--- Start of READING PASSAGE ---
Decide on your project proposal; if it is different from what you've already sent me then email the proposal by Sept. 30.

Topic: Interfaces for search starting points.
Discussion Leader: Carol Butler

    Read the four papers listed below and come prepared to discuss them.

    You'll need to get copies of the the Chen et al. paper from me. I'm leaving it in a folder outside my office door (212 South Hall).

      Sections 1-4 of User Interfaces and Visualization by Marti Hearst from Modern Information Retrieval, edited by Baeza-Yates and Ribeiro-Neto, Addison-Wesley Publishing Company, to appear.

      Adele Howe and Danielle Dreilinger, SavvySearch: A Metasearch Engine that Learns Which Search Engines to Query, AI Magazine, 18 (2), 19-25, 1997. postscript version of the paper

      Hsinchen Chen, Andrea L. Houston, Robin R. Sewell, Bruce R. Schatz, Internet Browsing and Searching: User Evaluations of Category Map and Concept Space Techniques , Journal of the American Society for Information Sciences (JASIS) , 49 (7), 1998.

      (You can skip the more technical parts of this one if you like.)
      D. Gibson, J. Kleinberg, P. Raghavan. Inferring Web communities from link topology Proc. 9th ACM Conference on Hypertext and Hypermedia, 1998. postscript version of the paper

For Sept 23:

Added on Sept 22: I mentioned this in class but neglected to list it as part of the homework assignment. Before class tomorrow please email me the following:

  • a title
  • an indication of the project type (survey paper, research paper, or implementation of part of an existing project)
  • a one paragraph description
  • whether or not you would like to work with others on this
for what you are currently thinking about doing for your class project (ascii only please). This is not a commitment; just a description. If you would be interested in working with someone on the project then please note this as well. If you have more than one idea, write a separate title, project type, and paragraph for each.

(If I haven't allowed enough time for this, send it as soon after class as possible.)

Topic: Interfaces for subject codes.

Read the three and a half papers listed below and come prepared to discuss them. Alison Brandt will be discussion leader.

    Christine L. Borgman. Why are Online Catalogs Still Hard to Use?, Journal of the American Society for Information Science 47(7):493-503, 1996. (This will be handed out in class on Sept. 16.)

    These two are about the same, read one first and then read the other to find any additional ideas.
    Both are available at this location.
--- End of READING PASSAGE ---
--- Start of SUPPLIED MATERIAL ---
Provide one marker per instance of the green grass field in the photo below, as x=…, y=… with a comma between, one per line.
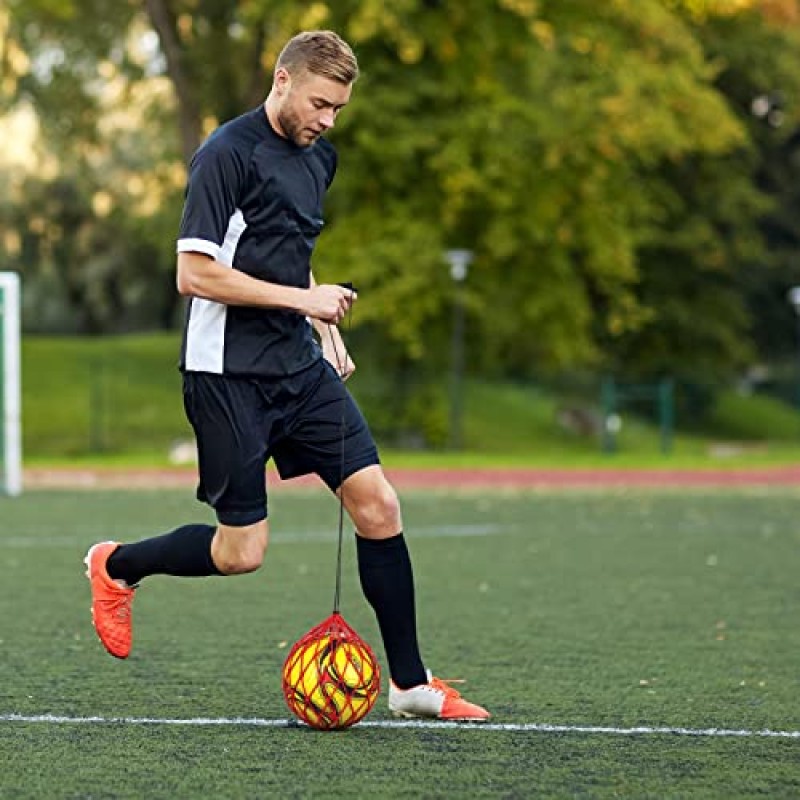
--- End of SUPPLIED MATERIAL ---
• PROBLEM TO SOLVE: In the class assignment page, where can copies of the Chen et al. paper be picked up?

• TASK ANSWER: In a folder outside the instructor's office door, 212 South Hall.